[Extracted records]
▬▬▬▬▬▬
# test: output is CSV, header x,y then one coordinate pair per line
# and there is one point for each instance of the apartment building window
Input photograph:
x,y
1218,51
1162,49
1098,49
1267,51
▬▬▬▬▬▬
# TASK TO COMPLETE
What is needed is an exact transcription of every entry.

# OUTPUT OF THE EXERCISE
# test: output is CSV, header x,y then one coordinate pair per line
# and there is one point for each instance of the apartment building window
Input photograph:
x,y
1218,51
1162,49
1098,49
1267,51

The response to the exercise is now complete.